[[ Page text open ]]

In pinpointing the genes, the U School of Medicine researchers have established the planarian as a genetically sound model for human biology, to take its place alongside Drosophila (fruit flies), C.elegans (another worm), zebrafish, and mice.
The study, to be published in the May issue of Developmental Cell, employed the first large-scale use of RNA interference (RNAi) to silence planarian genes to identify their role in the worm's biology, according to Alejandro Sánchez Alvarado, Ph.D., principal investigator and U medical school associate professor of neurobiology and anatomy. The U team's work shows that planarian genes can be selectively manipulated to study some of the most basic and important areas of biological research: stem cells, homeostasis (tissue loss and replacement), regeneration, and disease.
"Planarian biology has much in common to the biology that you and I share," said Sánchez Alvarado, who last month was appointed a Howard Hughes Medical Institute investigator. "This work opens a whole new window to study aspects of human biology that are barely accessible today."
The planarians used in these studies, also called flatworms, live in fresh water and have a singular ability to regenerate. Chop one in half, and two new worms grow. Their ability to regenerate is so prolific that a tissue fragment only 1/279th of the worm's length can grow into a new planarian. Researchers know that planarian stem cells, called neoblasts, play a central role in both regeneration and homeostasis. But how they do that has remained shrouded in mystery.
Sánchez Alvarado and his research associates used bacteria to synthesize double-stranded RNA that silences planarian genes. The bacteria effectively become tiny pills-five to 10 microns across-that now can be mixed into planarian food. When Sánchez Alvarado and his associates fed the worms dinner, the RNA diffused throughout their bodies.
Sánchez Alvarado and Helen Hay Whitney Foundation postdoctoral fellow Peter W. Reddien, Ph.D., silenced and screened 1,065 planarian genes with RNAi. Specific defects were associated with 240 of the genes that were silenced. About 85 percent (204) of the 240 genes are shared by the genomes of other species, including humans, according to Sánchez Alvarado.
The researchers found that 145 of the silenced genes affect both regeneration and tissue loss and replacement. Some of the genes were essential to homeostasis, but not regeneration, and 35 genes were found to be essential to regeneration, but not homeostasis.
"This tells us that separate genetic pathways for regeneration and homeostasis must exist," Sánchez Alvarado said. "It's a huge step forward for us and opens the possibility of systematic molecular studies to find the genetic cause of regenerative processes in animals."
Silencing planarian genes may also help in studying human disease. Thirty-eight of the genes Sánchez Alvarado and his team silenced are related to human genes associated with diseases, such as ataxia (inability to coordinate muscular movements), bradyopsia (slow vision), and cancer. Only eight of those genes have a corresponding knockout gene in mice. This means researchers may be able to use planarians to learn about human diseases that can't be studied in other animal models.

[[ Page text closed ]]
[[ Material supplied open ]]

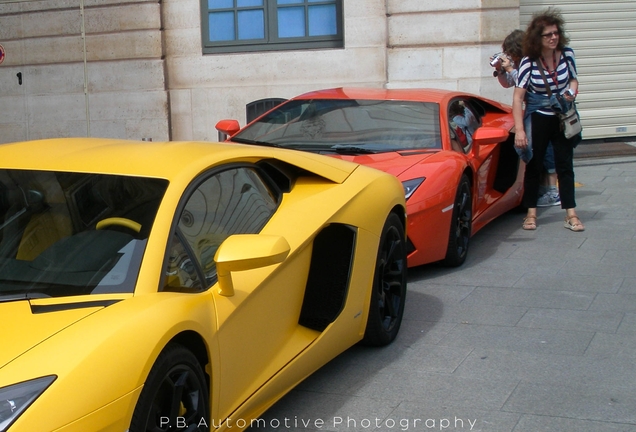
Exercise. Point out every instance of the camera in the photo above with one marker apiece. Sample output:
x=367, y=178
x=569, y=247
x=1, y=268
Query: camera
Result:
x=497, y=58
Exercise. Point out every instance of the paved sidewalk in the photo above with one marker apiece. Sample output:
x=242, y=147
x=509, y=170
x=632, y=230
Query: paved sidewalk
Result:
x=536, y=332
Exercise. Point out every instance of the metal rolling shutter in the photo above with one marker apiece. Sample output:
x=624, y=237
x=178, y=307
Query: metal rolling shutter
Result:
x=603, y=36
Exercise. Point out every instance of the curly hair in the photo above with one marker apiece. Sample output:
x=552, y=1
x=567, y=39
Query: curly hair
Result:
x=532, y=41
x=512, y=45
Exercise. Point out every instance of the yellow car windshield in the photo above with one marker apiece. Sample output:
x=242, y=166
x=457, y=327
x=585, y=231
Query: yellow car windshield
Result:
x=64, y=234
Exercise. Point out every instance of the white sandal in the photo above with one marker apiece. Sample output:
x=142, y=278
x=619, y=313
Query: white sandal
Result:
x=577, y=226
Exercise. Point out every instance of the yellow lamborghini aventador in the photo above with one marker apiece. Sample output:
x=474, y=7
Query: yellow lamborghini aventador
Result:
x=175, y=286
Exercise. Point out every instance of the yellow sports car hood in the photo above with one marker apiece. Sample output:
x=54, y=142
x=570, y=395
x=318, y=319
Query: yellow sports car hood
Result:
x=25, y=325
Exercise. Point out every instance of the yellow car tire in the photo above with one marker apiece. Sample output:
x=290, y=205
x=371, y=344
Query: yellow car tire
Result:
x=175, y=395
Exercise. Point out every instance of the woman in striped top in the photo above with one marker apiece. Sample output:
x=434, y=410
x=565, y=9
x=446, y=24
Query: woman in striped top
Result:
x=545, y=47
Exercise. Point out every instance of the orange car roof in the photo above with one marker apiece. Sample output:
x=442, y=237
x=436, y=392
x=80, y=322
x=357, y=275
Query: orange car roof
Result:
x=418, y=94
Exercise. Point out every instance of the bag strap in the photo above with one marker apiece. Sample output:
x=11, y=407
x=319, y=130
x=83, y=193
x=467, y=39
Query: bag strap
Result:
x=547, y=86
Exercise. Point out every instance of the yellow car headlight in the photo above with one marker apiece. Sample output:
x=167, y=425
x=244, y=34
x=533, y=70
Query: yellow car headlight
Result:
x=16, y=398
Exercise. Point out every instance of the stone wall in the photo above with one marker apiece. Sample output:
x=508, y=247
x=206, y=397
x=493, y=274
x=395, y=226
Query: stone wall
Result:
x=109, y=83
x=142, y=73
x=205, y=89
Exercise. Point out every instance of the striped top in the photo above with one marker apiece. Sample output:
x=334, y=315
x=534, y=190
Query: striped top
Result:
x=529, y=76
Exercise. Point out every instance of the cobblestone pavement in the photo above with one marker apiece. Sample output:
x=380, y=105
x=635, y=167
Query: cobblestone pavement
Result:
x=535, y=332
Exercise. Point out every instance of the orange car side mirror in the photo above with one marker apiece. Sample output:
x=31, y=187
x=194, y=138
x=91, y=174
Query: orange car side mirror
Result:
x=489, y=135
x=228, y=127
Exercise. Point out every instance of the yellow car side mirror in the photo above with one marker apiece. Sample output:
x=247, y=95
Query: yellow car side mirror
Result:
x=245, y=252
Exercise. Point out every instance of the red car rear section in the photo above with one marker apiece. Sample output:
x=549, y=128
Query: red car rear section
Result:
x=464, y=187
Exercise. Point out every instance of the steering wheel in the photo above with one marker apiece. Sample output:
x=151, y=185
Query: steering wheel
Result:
x=124, y=222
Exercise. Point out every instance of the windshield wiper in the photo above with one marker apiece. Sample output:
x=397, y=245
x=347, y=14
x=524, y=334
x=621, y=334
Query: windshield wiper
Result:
x=22, y=296
x=255, y=142
x=360, y=149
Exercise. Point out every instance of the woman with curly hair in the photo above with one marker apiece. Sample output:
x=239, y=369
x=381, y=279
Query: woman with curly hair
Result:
x=546, y=54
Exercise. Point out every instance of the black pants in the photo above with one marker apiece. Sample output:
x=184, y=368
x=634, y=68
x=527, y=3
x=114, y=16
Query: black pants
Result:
x=547, y=129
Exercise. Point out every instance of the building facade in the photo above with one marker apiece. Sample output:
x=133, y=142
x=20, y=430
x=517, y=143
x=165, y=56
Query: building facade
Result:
x=170, y=69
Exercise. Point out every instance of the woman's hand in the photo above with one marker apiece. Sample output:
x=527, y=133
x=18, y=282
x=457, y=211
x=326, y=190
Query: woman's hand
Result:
x=521, y=140
x=506, y=64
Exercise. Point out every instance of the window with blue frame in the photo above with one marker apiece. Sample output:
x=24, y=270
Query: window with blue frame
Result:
x=267, y=25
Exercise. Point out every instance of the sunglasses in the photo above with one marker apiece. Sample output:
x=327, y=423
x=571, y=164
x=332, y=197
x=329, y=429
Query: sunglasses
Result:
x=549, y=35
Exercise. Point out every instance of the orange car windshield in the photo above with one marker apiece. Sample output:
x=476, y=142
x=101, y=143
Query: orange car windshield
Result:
x=346, y=125
x=64, y=234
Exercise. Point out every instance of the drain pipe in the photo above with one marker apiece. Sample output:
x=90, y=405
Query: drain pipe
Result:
x=88, y=114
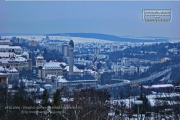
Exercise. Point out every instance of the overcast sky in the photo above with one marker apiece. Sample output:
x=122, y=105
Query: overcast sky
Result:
x=115, y=18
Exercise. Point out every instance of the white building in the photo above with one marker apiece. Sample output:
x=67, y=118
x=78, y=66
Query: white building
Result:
x=125, y=62
x=7, y=48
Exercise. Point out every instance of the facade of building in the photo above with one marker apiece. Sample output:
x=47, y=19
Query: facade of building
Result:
x=39, y=60
x=7, y=48
x=125, y=62
x=65, y=49
x=5, y=42
x=13, y=74
x=51, y=68
x=15, y=61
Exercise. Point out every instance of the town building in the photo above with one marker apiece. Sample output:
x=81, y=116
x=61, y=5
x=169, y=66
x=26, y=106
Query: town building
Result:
x=7, y=48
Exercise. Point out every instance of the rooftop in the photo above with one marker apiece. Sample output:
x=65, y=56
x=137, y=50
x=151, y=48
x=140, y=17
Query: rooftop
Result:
x=52, y=65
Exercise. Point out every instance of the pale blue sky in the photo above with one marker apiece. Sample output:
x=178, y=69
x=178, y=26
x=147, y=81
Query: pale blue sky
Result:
x=115, y=18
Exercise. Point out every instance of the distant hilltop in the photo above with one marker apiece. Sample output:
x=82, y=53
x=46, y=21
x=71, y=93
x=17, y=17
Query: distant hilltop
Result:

[[ Material supplied closed ]]

What this task involves: Can you extract the part of the planarian gene article between "Silencing planarian genes" and "other animal models.", inclusive, copying it word for word? Rely only on the planarian gene article, not the material.

Finished exercise:
Silencing planarian genes may also help in studying human disease. Thirty-eight of the genes Sánchez Alvarado and his team silenced are related to human genes associated with diseases, such as ataxia (inability to coordinate muscular movements), bradyopsia (slow vision), and cancer. Only eight of those genes have a corresponding knockout gene in mice. This means researchers may be able to use planarians to learn about human diseases that can't be studied in other animal models.